[Start Data provided]

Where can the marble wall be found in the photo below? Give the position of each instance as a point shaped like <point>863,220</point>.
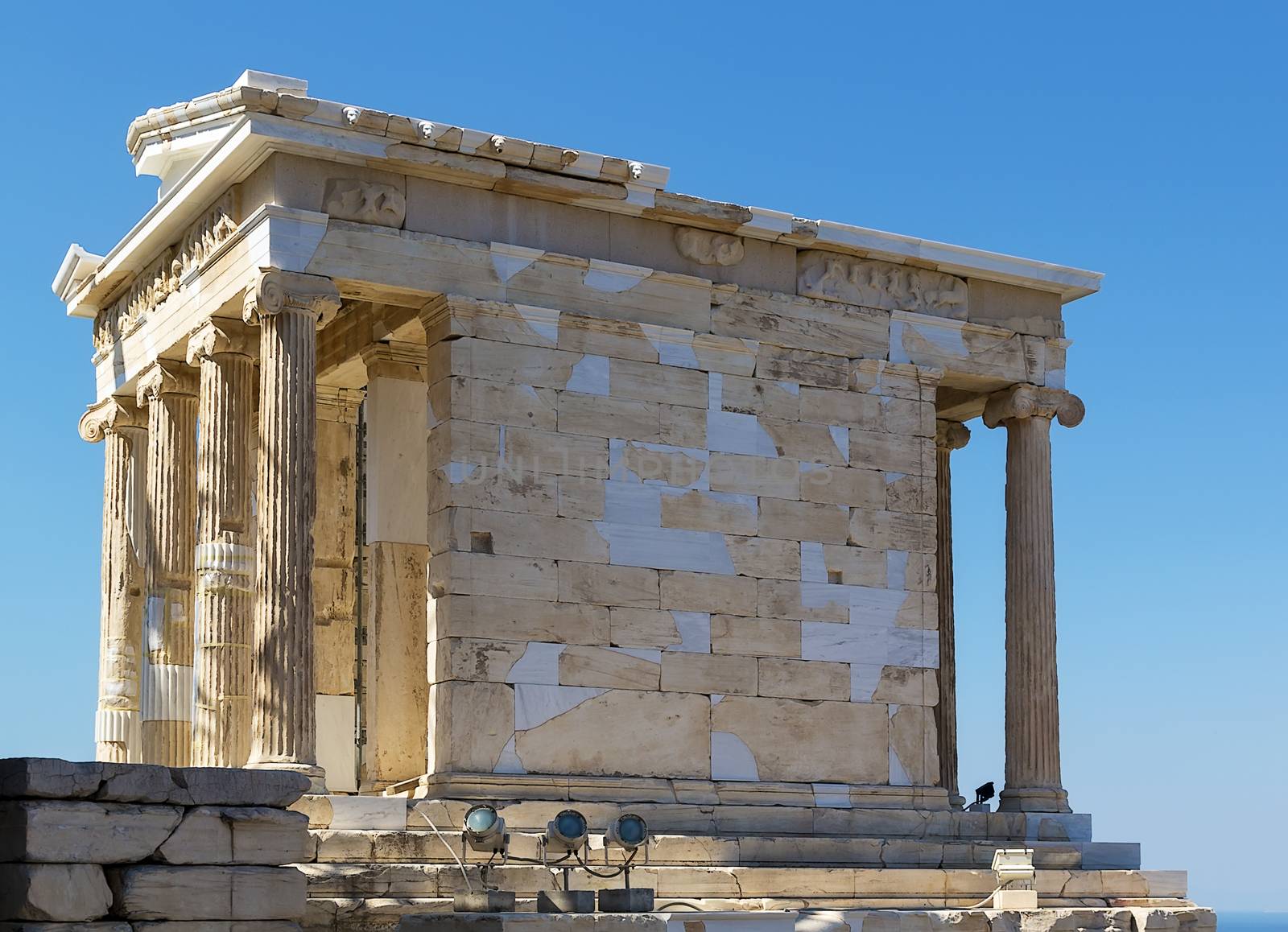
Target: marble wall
<point>657,552</point>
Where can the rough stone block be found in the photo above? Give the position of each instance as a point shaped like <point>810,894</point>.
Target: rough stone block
<point>605,736</point>
<point>137,783</point>
<point>804,520</point>
<point>233,787</point>
<point>757,636</point>
<point>804,678</point>
<point>237,835</point>
<point>708,592</point>
<point>105,926</point>
<point>759,556</point>
<point>49,777</point>
<point>53,893</point>
<point>708,674</point>
<point>584,666</point>
<point>798,740</point>
<point>217,926</point>
<point>76,832</point>
<point>206,893</point>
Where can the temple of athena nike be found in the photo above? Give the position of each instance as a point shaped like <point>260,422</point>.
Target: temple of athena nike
<point>448,468</point>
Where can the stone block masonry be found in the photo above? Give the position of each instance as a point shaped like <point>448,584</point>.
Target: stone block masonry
<point>738,547</point>
<point>119,845</point>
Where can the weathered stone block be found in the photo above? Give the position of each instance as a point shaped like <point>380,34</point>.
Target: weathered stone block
<point>49,777</point>
<point>605,736</point>
<point>76,832</point>
<point>708,674</point>
<point>237,835</point>
<point>105,926</point>
<point>584,666</point>
<point>811,742</point>
<point>708,592</point>
<point>208,893</point>
<point>53,893</point>
<point>804,520</point>
<point>755,636</point>
<point>804,678</point>
<point>232,787</point>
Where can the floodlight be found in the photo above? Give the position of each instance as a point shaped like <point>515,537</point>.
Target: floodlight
<point>1013,864</point>
<point>985,794</point>
<point>485,829</point>
<point>567,831</point>
<point>1014,869</point>
<point>628,831</point>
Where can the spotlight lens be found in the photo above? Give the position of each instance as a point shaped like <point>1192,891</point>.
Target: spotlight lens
<point>481,819</point>
<point>631,829</point>
<point>571,824</point>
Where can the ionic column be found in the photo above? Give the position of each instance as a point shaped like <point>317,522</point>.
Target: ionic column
<point>1032,689</point>
<point>116,723</point>
<point>169,390</point>
<point>950,435</point>
<point>225,556</point>
<point>289,308</point>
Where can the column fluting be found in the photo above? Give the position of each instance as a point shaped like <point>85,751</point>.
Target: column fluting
<point>225,554</point>
<point>950,435</point>
<point>1032,684</point>
<point>169,392</point>
<point>116,721</point>
<point>287,308</point>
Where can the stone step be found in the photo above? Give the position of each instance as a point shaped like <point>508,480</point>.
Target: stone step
<point>1088,914</point>
<point>366,880</point>
<point>532,815</point>
<point>425,847</point>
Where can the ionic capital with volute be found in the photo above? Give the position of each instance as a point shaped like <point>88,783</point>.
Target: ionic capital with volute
<point>1034,401</point>
<point>219,336</point>
<point>165,377</point>
<point>111,414</point>
<point>290,292</point>
<point>951,435</point>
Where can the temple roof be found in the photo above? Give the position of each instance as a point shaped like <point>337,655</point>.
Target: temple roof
<point>197,147</point>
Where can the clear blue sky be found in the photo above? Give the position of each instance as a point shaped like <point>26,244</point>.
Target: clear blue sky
<point>1144,141</point>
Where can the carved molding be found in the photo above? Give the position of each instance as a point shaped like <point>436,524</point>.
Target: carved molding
<point>951,435</point>
<point>1034,401</point>
<point>221,336</point>
<point>111,414</point>
<point>164,274</point>
<point>290,292</point>
<point>348,199</point>
<point>706,247</point>
<point>339,405</point>
<point>165,377</point>
<point>880,285</point>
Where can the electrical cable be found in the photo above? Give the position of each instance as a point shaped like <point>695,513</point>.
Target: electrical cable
<point>469,887</point>
<point>980,904</point>
<point>620,871</point>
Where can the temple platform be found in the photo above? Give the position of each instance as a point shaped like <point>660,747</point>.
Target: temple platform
<point>377,859</point>
<point>1178,918</point>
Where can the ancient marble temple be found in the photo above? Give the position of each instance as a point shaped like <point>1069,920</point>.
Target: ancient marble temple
<point>446,466</point>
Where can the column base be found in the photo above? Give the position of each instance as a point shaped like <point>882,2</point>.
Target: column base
<point>1034,800</point>
<point>317,777</point>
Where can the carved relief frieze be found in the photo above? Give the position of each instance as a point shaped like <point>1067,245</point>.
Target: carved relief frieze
<point>164,276</point>
<point>880,285</point>
<point>708,247</point>
<point>348,199</point>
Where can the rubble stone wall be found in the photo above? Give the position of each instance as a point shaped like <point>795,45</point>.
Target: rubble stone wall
<point>109,846</point>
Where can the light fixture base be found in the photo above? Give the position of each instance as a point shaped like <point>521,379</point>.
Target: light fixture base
<point>1015,899</point>
<point>566,901</point>
<point>487,901</point>
<point>634,900</point>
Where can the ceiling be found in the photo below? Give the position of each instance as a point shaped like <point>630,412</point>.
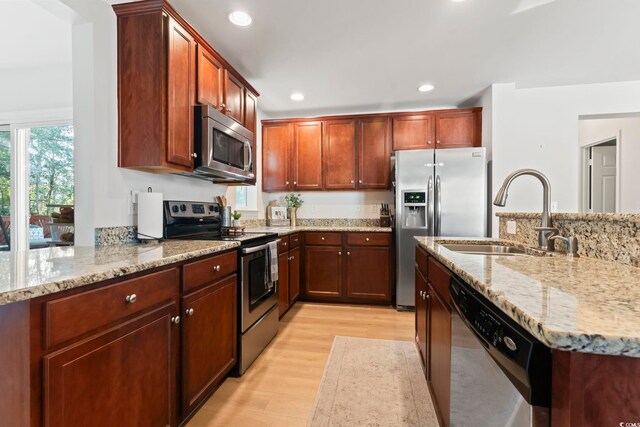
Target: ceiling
<point>31,36</point>
<point>371,55</point>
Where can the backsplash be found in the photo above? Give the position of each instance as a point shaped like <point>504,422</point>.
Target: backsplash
<point>611,237</point>
<point>127,234</point>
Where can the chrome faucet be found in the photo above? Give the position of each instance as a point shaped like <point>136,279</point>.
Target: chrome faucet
<point>545,231</point>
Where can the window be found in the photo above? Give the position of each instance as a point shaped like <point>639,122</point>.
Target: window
<point>36,186</point>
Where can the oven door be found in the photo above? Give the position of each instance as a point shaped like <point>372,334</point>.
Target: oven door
<point>258,294</point>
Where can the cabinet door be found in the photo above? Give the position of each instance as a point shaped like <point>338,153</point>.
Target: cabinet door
<point>180,95</point>
<point>276,149</point>
<point>233,97</point>
<point>339,155</point>
<point>374,151</point>
<point>368,273</point>
<point>208,340</point>
<point>457,129</point>
<point>422,320</point>
<point>294,275</point>
<point>323,271</point>
<point>125,376</point>
<point>439,353</point>
<point>413,132</point>
<point>210,75</point>
<point>307,156</point>
<point>283,282</point>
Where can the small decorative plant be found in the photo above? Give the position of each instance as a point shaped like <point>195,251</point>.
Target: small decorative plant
<point>293,200</point>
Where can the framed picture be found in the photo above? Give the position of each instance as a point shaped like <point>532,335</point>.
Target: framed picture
<point>278,213</point>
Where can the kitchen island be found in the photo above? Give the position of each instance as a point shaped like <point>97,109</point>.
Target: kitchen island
<point>583,309</point>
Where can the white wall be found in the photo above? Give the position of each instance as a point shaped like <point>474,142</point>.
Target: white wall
<point>103,189</point>
<point>628,129</point>
<point>538,128</point>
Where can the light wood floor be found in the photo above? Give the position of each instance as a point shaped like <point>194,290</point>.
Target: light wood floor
<point>280,387</point>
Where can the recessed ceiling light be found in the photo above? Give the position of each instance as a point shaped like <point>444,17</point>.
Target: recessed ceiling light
<point>425,88</point>
<point>239,18</point>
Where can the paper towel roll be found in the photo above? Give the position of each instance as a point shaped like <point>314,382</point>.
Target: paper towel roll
<point>149,216</point>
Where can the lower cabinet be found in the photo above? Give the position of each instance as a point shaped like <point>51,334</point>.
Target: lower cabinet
<point>124,376</point>
<point>348,267</point>
<point>209,340</point>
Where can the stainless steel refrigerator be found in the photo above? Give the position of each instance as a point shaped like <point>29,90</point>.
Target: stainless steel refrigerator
<point>438,193</point>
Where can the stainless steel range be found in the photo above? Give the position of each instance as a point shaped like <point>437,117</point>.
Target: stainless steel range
<point>257,293</point>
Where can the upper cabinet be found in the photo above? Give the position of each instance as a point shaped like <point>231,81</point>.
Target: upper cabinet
<point>413,132</point>
<point>354,152</point>
<point>165,68</point>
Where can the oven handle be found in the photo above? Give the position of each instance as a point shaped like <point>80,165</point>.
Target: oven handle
<point>246,251</point>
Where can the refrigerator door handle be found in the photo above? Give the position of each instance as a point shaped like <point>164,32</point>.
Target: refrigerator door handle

[End Data provided]

Aim of the task — Render the data from the line containing "Where can the rubble" down to the line containing "<point>109,846</point>" as a two-column CSV with the columns input and output. Give one row per request, with its text under input and its answer under output, each in a single quoted field and with line breaks replaced by spaces.

Response for this exercise —
input,output
"Where can the rubble stone wall be found in the photo above? Give the position of each instance as a point shaped like <point>795,45</point>. Target: rubble stone wall","<point>109,846</point>"